### WHAT THE TASK ASKS:
When a line in the material contains the word "metal", copy it.

### MATERIAL TO PROCESS:
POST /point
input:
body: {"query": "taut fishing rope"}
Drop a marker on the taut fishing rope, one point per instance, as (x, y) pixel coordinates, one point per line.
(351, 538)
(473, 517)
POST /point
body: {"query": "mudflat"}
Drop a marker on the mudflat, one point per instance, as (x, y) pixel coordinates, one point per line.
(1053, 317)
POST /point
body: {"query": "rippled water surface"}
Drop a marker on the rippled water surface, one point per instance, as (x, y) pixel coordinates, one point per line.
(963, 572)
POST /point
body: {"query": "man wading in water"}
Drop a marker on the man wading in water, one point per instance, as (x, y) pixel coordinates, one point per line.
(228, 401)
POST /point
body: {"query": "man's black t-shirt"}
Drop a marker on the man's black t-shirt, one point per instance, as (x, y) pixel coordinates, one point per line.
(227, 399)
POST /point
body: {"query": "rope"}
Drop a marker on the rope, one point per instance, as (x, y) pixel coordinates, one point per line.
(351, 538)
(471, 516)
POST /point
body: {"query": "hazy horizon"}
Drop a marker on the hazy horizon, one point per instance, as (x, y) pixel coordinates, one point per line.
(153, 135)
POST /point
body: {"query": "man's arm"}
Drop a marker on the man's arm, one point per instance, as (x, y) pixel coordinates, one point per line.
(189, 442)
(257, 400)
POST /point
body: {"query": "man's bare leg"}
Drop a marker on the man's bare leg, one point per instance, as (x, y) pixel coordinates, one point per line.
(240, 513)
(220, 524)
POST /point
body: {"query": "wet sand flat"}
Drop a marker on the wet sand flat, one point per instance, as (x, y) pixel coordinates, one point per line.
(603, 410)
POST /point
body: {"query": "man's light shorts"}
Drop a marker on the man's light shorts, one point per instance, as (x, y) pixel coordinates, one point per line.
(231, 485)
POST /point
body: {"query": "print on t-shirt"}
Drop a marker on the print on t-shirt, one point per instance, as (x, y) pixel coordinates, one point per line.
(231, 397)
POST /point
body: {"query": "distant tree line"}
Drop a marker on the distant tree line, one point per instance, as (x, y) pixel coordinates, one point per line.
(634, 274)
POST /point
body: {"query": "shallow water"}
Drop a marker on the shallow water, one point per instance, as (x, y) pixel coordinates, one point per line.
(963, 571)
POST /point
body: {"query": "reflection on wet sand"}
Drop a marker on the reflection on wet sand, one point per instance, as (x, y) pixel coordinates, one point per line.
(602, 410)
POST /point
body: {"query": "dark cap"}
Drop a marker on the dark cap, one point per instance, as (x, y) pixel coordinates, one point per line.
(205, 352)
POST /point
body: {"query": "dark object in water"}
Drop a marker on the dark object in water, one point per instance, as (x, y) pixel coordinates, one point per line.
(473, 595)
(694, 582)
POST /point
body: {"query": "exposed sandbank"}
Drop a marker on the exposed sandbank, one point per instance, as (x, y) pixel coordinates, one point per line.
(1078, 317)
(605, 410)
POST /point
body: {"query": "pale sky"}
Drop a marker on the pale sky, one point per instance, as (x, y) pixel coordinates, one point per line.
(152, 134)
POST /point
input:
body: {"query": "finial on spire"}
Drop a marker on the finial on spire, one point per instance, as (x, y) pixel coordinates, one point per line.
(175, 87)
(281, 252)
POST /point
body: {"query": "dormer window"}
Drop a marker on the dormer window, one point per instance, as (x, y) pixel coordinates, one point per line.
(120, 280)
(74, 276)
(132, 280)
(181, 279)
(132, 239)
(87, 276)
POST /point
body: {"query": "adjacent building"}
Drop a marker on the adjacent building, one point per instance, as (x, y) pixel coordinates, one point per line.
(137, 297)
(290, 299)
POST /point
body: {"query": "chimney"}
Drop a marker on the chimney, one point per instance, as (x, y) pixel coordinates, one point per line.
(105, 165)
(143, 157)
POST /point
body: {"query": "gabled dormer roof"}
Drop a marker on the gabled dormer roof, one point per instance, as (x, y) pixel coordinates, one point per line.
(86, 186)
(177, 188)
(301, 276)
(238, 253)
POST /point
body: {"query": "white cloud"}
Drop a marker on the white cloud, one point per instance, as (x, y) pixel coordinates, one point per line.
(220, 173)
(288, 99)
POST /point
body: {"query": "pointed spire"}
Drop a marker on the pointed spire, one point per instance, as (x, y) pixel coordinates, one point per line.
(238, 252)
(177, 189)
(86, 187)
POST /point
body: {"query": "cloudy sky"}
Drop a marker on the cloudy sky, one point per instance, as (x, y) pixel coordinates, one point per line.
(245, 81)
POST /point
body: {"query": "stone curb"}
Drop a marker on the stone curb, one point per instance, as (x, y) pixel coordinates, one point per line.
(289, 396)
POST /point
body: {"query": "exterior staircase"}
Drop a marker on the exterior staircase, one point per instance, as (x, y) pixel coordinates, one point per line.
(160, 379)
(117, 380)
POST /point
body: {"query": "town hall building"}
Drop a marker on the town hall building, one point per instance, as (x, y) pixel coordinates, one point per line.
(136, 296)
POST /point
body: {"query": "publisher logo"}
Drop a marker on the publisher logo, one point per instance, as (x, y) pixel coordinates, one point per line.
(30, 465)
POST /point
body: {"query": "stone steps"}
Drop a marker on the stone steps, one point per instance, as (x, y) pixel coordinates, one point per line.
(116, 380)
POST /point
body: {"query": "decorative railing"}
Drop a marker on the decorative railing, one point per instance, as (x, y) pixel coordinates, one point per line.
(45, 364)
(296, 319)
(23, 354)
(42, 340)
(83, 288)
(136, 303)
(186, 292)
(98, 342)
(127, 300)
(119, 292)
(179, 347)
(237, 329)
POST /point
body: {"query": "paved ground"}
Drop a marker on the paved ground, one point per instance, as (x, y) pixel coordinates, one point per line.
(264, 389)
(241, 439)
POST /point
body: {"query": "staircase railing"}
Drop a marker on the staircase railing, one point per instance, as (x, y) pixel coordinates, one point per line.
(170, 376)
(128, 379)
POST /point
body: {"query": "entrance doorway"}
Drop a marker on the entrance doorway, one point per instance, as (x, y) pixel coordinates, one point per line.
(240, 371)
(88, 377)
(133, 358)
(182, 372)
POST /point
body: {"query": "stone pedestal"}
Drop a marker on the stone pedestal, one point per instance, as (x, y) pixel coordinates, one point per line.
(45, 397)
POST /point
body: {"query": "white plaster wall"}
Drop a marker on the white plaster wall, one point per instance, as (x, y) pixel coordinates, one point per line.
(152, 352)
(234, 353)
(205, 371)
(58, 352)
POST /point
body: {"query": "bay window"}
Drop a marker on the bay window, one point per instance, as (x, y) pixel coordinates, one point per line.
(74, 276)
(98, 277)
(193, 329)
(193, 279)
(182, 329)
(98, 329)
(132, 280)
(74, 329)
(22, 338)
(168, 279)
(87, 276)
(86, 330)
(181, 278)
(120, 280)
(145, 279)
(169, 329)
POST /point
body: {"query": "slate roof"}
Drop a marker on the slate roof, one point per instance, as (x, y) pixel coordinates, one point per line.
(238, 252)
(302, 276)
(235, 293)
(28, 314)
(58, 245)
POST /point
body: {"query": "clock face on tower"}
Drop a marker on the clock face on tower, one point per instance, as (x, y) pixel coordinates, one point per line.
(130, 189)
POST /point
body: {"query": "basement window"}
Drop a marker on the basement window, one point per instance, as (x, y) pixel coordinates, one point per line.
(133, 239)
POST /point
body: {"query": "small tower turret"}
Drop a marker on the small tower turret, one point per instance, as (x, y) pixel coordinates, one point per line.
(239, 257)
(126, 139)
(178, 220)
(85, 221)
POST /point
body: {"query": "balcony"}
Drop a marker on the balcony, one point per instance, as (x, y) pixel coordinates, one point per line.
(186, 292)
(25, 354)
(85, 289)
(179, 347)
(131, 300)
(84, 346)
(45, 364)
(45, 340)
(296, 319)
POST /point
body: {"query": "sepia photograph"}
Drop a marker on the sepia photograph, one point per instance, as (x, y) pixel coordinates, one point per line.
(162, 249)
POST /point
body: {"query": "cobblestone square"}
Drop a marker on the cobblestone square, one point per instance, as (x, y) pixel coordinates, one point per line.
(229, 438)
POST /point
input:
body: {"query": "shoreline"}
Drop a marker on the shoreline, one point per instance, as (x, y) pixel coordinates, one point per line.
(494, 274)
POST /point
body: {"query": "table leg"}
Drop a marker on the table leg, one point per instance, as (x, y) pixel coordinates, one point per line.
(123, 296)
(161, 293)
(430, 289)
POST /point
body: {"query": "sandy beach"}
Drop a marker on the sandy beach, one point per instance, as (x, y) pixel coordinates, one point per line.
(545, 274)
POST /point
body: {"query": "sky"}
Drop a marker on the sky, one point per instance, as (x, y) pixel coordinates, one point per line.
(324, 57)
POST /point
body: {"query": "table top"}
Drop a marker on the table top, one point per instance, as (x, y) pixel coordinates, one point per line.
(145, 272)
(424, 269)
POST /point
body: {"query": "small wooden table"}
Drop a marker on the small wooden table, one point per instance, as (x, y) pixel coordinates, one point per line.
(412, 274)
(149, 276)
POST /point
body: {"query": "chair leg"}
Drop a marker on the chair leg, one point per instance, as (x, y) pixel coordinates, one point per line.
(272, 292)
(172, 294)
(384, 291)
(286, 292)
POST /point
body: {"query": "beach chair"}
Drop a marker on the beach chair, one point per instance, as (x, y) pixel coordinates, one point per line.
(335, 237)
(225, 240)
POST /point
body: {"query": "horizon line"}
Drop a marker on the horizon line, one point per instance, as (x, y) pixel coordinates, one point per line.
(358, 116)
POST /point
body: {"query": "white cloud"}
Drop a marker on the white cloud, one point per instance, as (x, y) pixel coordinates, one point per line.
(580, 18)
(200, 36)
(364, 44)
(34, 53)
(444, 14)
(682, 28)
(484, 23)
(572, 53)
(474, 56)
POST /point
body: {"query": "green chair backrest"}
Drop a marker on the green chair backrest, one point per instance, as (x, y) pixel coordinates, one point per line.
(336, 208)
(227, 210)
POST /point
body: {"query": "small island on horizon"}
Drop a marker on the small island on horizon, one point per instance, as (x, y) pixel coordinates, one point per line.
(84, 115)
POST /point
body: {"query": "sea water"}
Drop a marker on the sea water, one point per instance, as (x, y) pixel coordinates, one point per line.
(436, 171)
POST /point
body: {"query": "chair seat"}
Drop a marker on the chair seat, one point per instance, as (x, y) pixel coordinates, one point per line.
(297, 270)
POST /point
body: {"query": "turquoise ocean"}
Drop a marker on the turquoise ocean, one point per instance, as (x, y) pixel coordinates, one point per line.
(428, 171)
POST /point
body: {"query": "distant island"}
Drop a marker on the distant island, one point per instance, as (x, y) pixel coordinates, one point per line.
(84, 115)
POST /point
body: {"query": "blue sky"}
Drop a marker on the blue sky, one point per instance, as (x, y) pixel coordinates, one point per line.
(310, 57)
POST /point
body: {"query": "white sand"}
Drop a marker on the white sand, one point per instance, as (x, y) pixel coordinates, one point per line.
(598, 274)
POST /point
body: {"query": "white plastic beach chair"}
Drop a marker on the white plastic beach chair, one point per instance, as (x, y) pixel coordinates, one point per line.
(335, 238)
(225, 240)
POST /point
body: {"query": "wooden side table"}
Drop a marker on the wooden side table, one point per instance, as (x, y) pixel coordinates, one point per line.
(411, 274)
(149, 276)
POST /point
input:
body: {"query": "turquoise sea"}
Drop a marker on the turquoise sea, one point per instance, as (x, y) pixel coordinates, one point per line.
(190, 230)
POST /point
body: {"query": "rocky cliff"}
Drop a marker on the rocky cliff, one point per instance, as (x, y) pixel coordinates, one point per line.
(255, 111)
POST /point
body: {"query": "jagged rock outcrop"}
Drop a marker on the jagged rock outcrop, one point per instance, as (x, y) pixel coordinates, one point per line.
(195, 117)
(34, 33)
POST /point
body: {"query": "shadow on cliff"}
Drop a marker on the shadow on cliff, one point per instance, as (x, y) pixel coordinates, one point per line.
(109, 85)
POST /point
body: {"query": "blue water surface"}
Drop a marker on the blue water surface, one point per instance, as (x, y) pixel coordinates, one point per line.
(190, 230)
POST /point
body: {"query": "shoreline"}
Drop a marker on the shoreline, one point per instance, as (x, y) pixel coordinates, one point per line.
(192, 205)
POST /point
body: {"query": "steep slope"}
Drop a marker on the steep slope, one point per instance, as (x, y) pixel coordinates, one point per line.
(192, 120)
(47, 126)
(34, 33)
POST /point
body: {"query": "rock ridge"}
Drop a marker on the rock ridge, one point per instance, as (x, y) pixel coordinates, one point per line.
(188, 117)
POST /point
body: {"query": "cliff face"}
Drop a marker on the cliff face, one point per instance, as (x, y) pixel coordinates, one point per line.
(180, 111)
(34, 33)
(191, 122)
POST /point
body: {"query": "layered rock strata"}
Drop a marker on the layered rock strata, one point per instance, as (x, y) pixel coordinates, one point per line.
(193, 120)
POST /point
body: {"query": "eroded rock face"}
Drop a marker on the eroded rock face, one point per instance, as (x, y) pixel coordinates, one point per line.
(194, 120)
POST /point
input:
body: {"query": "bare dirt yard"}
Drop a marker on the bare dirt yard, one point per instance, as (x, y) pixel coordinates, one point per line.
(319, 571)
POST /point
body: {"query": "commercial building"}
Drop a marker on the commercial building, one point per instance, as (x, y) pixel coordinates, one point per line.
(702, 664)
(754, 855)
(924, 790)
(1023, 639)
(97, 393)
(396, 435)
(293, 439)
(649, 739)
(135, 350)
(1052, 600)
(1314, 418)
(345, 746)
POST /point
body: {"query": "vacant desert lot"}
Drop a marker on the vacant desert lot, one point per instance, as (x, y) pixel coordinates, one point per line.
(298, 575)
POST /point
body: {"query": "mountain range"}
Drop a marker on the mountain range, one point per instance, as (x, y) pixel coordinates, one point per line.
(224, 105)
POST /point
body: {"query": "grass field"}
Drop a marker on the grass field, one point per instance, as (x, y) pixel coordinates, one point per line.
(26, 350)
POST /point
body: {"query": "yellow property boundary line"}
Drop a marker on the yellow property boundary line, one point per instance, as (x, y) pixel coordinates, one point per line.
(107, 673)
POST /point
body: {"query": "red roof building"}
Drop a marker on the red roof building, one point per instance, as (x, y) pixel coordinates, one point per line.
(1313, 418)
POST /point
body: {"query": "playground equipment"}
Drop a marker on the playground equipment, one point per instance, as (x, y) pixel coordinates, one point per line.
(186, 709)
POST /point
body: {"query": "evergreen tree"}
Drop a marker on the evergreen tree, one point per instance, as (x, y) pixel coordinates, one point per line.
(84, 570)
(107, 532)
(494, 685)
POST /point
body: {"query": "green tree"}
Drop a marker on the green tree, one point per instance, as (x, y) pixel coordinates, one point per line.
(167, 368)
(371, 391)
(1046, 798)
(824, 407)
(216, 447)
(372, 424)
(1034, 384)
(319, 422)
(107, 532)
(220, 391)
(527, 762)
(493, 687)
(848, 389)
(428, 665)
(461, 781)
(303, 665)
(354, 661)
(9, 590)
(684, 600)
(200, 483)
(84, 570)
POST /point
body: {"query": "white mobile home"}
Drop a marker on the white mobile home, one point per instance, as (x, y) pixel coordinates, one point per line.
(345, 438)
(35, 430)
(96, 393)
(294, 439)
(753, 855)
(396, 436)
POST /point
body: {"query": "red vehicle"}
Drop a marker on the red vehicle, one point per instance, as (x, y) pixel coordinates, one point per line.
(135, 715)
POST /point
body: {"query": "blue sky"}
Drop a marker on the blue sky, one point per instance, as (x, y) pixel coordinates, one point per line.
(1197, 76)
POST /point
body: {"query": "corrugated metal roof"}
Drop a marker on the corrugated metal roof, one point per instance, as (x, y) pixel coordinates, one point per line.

### EXERCISE RESULT:
body: {"query": "corrugated metal roof"}
Drop a marker on the corrugated metal roof, one point per instance, as (x, y) pixel coordinates, one point per line.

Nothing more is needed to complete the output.